**Exercise goal:**
Find the line that contains "Reviewer check: every instance of the beige" in the entries below. Output it and each later line exactly, and nothing else.

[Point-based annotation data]
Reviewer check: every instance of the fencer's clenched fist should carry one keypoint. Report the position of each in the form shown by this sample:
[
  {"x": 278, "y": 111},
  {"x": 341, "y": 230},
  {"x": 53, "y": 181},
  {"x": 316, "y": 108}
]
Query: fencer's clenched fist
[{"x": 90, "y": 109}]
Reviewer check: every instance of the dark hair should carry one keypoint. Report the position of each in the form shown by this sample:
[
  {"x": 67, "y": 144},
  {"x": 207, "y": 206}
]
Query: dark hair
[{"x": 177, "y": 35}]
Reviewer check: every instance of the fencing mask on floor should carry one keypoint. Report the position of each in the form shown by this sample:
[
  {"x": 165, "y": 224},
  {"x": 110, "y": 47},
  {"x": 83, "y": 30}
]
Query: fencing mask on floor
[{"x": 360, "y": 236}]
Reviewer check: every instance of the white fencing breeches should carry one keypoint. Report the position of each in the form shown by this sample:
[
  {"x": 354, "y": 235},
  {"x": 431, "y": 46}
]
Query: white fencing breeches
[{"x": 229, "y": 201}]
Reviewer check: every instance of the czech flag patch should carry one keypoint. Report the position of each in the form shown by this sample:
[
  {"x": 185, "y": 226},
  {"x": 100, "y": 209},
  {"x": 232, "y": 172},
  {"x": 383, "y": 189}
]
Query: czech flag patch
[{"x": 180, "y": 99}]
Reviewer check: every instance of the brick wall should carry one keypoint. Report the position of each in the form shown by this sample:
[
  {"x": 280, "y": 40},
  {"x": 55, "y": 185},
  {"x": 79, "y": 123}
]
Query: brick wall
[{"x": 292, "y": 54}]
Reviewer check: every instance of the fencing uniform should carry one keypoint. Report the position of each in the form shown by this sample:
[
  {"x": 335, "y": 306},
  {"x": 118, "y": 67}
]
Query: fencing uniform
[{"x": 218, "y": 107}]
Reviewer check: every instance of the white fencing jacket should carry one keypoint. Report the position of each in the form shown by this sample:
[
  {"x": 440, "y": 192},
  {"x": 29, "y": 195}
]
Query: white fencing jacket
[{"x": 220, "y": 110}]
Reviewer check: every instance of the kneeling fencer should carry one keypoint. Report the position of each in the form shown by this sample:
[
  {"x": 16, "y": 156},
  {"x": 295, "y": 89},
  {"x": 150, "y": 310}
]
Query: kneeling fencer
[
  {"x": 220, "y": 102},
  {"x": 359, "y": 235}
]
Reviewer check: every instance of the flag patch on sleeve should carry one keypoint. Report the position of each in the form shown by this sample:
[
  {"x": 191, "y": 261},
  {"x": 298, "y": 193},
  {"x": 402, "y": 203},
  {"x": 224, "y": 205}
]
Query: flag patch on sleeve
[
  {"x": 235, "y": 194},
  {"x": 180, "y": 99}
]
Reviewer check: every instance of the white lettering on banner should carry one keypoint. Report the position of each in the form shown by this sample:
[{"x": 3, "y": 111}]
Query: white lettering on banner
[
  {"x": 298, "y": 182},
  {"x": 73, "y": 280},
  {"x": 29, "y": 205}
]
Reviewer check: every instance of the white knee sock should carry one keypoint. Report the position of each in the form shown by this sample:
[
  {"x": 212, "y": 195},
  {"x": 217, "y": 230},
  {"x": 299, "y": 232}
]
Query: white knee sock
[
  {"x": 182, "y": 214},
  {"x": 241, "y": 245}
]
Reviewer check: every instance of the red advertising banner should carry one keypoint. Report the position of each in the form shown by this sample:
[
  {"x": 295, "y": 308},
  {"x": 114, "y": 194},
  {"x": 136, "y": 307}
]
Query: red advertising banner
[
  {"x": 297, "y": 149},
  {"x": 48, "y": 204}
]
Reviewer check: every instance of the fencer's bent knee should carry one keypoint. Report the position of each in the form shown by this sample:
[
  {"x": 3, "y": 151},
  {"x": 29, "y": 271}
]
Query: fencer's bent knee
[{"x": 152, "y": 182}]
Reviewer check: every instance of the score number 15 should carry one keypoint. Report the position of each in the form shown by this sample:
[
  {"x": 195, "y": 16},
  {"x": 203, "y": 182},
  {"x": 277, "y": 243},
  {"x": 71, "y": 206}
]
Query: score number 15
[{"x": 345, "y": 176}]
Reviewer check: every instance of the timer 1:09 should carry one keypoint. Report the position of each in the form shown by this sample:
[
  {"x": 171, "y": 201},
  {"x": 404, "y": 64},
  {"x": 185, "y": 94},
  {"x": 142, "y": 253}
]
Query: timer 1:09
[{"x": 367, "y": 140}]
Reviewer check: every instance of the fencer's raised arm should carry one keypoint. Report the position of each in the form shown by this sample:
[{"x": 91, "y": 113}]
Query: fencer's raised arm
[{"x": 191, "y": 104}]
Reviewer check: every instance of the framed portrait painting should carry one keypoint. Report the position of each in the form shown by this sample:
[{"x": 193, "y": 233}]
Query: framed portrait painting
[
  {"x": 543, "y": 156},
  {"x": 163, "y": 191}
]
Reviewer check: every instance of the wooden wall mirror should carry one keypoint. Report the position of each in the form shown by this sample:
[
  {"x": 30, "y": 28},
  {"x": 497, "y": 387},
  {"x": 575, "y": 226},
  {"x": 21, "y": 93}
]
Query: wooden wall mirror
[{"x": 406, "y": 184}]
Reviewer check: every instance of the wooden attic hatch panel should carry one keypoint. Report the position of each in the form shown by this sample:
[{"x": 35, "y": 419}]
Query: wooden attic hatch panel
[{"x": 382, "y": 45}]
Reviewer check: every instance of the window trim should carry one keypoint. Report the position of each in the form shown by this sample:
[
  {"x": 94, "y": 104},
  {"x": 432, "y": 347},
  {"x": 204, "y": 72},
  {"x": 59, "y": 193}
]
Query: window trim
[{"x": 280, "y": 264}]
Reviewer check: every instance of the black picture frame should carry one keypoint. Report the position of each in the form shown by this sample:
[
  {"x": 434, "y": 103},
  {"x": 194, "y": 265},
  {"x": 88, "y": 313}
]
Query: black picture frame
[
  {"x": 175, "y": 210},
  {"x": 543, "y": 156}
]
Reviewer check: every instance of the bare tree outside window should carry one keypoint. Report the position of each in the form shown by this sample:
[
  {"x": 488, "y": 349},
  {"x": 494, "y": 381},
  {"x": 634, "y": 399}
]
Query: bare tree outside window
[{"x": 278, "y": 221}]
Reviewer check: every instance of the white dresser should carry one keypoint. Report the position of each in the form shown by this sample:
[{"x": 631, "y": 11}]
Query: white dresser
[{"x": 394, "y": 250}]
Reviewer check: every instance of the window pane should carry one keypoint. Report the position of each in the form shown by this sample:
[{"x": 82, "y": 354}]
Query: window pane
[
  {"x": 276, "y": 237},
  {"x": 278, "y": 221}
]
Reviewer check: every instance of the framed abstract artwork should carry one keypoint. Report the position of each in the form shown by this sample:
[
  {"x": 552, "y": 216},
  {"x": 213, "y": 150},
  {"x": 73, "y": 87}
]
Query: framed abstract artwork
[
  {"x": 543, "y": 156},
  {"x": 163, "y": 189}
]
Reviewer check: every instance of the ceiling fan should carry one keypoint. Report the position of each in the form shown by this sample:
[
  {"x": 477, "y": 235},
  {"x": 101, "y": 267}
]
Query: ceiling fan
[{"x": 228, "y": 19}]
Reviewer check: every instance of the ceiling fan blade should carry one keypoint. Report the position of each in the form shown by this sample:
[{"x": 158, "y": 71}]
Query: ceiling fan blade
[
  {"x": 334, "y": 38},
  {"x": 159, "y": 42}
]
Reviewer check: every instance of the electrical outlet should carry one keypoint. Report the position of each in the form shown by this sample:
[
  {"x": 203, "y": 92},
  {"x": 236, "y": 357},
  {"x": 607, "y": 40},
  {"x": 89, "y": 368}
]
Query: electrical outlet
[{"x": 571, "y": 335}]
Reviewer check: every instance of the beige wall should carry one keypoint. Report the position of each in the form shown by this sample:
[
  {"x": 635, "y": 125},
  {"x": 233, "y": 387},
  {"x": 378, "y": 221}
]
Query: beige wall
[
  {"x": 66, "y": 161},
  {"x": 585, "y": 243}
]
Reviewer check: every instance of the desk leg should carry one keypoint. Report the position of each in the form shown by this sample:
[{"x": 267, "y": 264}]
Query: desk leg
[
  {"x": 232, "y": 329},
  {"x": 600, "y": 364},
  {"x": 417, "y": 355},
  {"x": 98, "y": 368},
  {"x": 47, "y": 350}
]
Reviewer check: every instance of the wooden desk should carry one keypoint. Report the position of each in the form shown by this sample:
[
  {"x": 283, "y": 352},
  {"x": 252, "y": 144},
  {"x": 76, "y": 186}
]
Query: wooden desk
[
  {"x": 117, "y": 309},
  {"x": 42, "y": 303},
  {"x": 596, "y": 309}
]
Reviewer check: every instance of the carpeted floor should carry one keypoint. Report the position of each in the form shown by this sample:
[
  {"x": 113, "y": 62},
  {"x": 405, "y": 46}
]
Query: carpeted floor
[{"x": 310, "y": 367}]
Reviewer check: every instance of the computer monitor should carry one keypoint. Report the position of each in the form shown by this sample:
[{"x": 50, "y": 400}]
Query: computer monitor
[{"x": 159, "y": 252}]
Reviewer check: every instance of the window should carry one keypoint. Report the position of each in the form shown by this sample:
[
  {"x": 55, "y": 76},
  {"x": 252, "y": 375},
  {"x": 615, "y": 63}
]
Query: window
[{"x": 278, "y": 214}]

**Reply to the task:**
Reviewer check: every instance of the beige wall should carry one keypoint. Report the position of each in the form shown by this sample:
[
  {"x": 635, "y": 125},
  {"x": 233, "y": 387},
  {"x": 378, "y": 221}
]
Query: beige wall
[
  {"x": 66, "y": 161},
  {"x": 585, "y": 243}
]
Reviewer check: every instance of the desk leg should carry one keypoint. Report the position of each in the form shown by this sample:
[{"x": 267, "y": 264}]
Query: desk leg
[
  {"x": 232, "y": 329},
  {"x": 600, "y": 364},
  {"x": 417, "y": 355},
  {"x": 98, "y": 368},
  {"x": 47, "y": 350}
]
Reviewer check: every instance of the wooden desk should carry one keypoint. Report the position of each in the form shown by this sample:
[
  {"x": 283, "y": 352},
  {"x": 252, "y": 144},
  {"x": 76, "y": 186}
]
Query: wooden desk
[
  {"x": 117, "y": 309},
  {"x": 42, "y": 303},
  {"x": 596, "y": 309}
]
Reviewer check: every instance of the carpeted floor should carry one keypoint. Report the position of each in the form shown by this sample:
[
  {"x": 113, "y": 62},
  {"x": 405, "y": 46}
]
Query: carpeted floor
[{"x": 310, "y": 367}]
Reviewer check: every instance of the computer monitor should carry one keypoint. Report the position of each in the form shown by this sample:
[{"x": 50, "y": 400}]
Query: computer monitor
[{"x": 159, "y": 252}]
Reviewer check: every instance of the window should carry one keypoint. Report the position of each in the form shown by this sample:
[
  {"x": 55, "y": 76},
  {"x": 252, "y": 375},
  {"x": 615, "y": 63}
]
Query: window
[{"x": 278, "y": 214}]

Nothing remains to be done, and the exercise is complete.